Transcribe verbatim every line from the line containing "Exercise. Locate the ruined" to the end of the entries, including both endpoints. Output nothing beyond those lines.
■ ■ ■
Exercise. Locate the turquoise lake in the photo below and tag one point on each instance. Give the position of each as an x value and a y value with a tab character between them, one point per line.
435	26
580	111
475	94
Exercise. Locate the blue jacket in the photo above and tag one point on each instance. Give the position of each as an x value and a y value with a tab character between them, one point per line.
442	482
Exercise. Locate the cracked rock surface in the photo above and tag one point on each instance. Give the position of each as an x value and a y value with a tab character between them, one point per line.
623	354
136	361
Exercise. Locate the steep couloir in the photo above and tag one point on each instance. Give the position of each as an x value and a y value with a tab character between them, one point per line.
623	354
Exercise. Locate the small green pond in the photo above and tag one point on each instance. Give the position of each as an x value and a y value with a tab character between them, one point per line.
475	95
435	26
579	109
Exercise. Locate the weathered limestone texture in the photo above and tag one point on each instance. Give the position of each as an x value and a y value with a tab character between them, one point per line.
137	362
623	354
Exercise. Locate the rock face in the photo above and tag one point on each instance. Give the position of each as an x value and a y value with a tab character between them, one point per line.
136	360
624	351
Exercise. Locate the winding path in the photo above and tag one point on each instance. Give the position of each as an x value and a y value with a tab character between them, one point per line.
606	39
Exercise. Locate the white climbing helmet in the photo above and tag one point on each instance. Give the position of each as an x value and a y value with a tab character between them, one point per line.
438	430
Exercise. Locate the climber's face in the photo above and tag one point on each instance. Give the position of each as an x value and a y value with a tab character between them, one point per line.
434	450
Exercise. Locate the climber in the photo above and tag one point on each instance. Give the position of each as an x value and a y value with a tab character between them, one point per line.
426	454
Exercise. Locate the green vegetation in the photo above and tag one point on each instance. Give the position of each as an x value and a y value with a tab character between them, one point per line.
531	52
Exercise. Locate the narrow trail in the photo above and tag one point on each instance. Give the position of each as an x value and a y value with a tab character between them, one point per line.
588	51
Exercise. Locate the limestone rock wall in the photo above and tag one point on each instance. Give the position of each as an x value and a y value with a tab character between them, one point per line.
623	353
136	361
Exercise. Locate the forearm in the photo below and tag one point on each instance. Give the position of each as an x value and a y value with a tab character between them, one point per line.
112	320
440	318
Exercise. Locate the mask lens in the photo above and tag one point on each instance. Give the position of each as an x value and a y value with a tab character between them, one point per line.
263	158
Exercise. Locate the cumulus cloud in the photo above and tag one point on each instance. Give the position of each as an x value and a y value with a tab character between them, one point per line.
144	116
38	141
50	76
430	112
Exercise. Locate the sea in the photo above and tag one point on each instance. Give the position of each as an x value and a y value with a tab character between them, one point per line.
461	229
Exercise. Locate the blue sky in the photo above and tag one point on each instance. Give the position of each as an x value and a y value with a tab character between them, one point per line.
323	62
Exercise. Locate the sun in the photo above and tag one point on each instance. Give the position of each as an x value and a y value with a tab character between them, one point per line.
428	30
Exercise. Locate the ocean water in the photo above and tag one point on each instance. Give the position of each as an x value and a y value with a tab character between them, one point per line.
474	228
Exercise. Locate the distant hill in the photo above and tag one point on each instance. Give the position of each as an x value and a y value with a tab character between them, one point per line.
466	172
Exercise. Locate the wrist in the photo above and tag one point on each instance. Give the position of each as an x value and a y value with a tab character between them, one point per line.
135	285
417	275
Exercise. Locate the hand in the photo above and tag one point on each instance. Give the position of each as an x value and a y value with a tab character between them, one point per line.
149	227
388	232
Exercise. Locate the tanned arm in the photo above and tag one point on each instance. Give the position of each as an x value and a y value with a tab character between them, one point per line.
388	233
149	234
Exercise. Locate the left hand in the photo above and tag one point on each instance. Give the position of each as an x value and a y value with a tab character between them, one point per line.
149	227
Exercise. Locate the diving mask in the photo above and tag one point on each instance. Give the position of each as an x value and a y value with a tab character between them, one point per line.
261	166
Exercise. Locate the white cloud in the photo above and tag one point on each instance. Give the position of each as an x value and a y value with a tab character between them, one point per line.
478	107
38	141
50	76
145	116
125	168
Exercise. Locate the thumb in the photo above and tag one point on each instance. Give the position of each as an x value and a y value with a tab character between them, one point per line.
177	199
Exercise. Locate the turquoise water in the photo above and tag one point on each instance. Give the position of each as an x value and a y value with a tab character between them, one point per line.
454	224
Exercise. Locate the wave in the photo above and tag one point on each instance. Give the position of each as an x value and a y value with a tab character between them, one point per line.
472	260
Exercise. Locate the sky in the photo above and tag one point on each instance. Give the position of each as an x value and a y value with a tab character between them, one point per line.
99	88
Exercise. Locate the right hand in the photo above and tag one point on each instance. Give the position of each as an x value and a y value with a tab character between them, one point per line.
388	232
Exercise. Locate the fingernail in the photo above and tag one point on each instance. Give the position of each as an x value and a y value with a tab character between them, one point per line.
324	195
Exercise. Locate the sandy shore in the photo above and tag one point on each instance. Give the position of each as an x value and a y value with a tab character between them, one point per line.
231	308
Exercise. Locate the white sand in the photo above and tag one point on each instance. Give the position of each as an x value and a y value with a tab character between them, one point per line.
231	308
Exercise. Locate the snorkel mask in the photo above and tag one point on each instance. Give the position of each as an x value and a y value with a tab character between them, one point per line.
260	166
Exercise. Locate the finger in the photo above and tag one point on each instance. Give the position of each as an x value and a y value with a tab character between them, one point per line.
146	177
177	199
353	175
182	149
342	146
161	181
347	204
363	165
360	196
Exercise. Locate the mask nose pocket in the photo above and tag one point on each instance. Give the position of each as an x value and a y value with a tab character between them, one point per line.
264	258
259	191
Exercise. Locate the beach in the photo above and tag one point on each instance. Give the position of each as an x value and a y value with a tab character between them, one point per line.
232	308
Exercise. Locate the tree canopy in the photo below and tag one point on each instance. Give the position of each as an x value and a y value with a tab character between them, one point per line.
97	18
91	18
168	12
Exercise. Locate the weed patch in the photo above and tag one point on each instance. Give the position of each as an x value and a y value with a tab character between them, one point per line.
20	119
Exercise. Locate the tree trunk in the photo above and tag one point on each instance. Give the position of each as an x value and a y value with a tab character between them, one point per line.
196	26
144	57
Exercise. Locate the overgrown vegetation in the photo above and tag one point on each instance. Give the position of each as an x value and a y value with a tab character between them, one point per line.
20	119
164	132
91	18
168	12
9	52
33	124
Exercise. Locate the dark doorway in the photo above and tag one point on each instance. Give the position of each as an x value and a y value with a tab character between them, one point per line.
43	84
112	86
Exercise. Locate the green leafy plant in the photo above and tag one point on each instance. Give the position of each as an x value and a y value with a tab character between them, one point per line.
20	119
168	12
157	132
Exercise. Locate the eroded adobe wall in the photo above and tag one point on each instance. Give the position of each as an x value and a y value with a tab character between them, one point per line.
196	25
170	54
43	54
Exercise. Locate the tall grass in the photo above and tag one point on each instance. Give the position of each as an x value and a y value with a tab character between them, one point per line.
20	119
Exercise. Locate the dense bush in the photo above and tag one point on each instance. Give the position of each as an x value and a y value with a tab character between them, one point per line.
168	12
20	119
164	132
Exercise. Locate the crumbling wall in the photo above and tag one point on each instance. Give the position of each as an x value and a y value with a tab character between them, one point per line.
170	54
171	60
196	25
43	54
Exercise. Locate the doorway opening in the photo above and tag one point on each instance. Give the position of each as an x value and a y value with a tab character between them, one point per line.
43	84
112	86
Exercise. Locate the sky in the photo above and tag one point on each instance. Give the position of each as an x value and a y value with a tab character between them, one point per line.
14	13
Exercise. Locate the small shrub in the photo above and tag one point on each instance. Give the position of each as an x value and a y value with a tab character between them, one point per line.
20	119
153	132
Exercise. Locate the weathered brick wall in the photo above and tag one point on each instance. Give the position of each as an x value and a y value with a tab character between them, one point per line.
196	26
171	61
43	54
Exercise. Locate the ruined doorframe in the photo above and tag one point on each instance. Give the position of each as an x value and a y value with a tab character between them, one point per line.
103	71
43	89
■ ■ ■
Answer to the problem -
Exercise. Locate the ruined doorframe in the photo above and tag one point on each instance. Give the position of each as an x value and a y value with a tab character between them, one point per line.
103	71
43	89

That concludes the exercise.